Problem statement –
Please format the listing below as a numbered list, leaving out any blank lines.

Excerpted records –

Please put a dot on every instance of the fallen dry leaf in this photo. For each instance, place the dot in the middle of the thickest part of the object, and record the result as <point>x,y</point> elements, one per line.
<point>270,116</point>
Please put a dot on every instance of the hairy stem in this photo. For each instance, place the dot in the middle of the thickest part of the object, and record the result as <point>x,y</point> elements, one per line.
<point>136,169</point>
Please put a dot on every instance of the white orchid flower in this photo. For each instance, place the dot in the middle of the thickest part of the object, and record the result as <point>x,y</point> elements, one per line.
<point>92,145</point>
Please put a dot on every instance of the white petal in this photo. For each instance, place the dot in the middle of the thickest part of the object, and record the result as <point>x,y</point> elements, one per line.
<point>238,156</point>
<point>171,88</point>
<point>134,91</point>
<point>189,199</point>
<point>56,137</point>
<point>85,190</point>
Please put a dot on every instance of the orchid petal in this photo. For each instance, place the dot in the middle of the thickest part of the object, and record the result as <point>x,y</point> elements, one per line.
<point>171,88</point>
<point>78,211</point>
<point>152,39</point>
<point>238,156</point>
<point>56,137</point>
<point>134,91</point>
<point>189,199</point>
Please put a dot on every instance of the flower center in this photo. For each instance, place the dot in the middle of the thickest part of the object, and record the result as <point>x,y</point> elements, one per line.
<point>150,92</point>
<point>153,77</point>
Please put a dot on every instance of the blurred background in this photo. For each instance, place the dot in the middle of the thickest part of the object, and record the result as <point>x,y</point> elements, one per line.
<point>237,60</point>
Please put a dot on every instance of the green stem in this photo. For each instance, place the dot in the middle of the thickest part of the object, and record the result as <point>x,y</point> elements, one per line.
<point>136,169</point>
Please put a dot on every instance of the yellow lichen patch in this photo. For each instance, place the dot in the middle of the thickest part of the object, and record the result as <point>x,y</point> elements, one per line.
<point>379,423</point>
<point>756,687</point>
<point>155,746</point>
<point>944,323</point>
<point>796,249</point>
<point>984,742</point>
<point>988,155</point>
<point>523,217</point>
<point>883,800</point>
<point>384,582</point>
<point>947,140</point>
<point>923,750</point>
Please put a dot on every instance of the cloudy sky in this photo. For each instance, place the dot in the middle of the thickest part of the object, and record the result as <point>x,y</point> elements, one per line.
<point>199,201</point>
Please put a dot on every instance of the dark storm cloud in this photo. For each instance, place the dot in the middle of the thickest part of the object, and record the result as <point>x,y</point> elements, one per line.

Solution to this task –
1. Please put a dot on every instance of the fallen dry leaf in this photo. For each instance, place the dot in the middle of the thickest part of the object, and record the result as <point>x,y</point> elements, one per line.
2. <point>270,116</point>
3. Please put a dot on every instance of the hairy stem in this photo. For each instance, place the dot in the middle of the thickest part of the object, and record the result as <point>x,y</point> elements, one per line.
4. <point>136,169</point>
5. Please put a dot on every instance of the white orchid flower in this photo. For each instance, place the dot in the middle of the thickest part of the object, and record the result as <point>x,y</point> elements, one per line.
6. <point>92,145</point>
7. Please put a dot on every instance of the white petal in this photo. For each instance, place the dot in the middle of the thickest part of the object, and record the result as <point>x,y</point> elements, one per line.
8. <point>238,156</point>
9. <point>171,88</point>
10. <point>134,91</point>
11. <point>189,199</point>
12. <point>56,137</point>
13. <point>85,190</point>
14. Please put a dot on every instance of the orchid petal in this photo. For each instance, place the dot in the middle of the thickest part of the object, and record the result as <point>x,y</point> elements, one per line.
15. <point>171,88</point>
16. <point>78,211</point>
17. <point>152,39</point>
18. <point>238,156</point>
19. <point>56,137</point>
20. <point>134,91</point>
21. <point>189,199</point>
22. Please put a dot on every instance of the flower center in this photo. For each instance, place the dot in the middle of the thickest part of the object, and record the result as <point>x,y</point> elements, one per line.
23. <point>150,92</point>
24. <point>153,77</point>
25. Please put a dot on every instance of the blurred background in this photo. For each instance, place the dot in the middle of the thickest part of the object, and record the result as <point>x,y</point> elements, one per line.
26. <point>237,60</point>
27. Please put a dot on every instance of the green stem in this photo. For each instance, place the dot in the middle of the thickest part of the object, and record the result as <point>x,y</point> elements, one per line.
28. <point>136,169</point>
29. Please put a dot on every instance of the yellow lichen patch in this photo. For each instance, place the dot in the middle of the thickest part of the object, and record the result as <point>x,y</point> elements, one per line.
30. <point>379,423</point>
31. <point>756,687</point>
32. <point>155,746</point>
33. <point>944,323</point>
34. <point>796,249</point>
35. <point>984,742</point>
36. <point>988,155</point>
37. <point>523,217</point>
38. <point>883,800</point>
39. <point>384,582</point>
40. <point>947,140</point>
41. <point>923,750</point>
42. Please put a dot on every instance of the cloudy sky in this photo. For each instance, place the dot in the middle of the thickest part of the object, and record the result as <point>x,y</point> elements, one per line.
43. <point>199,201</point>
44. Please put a dot on every instance of the dark storm cloud in this photo. For each instance, place the dot in the middle of the thickest part of the object, and record the result as <point>x,y</point> elements, one per line.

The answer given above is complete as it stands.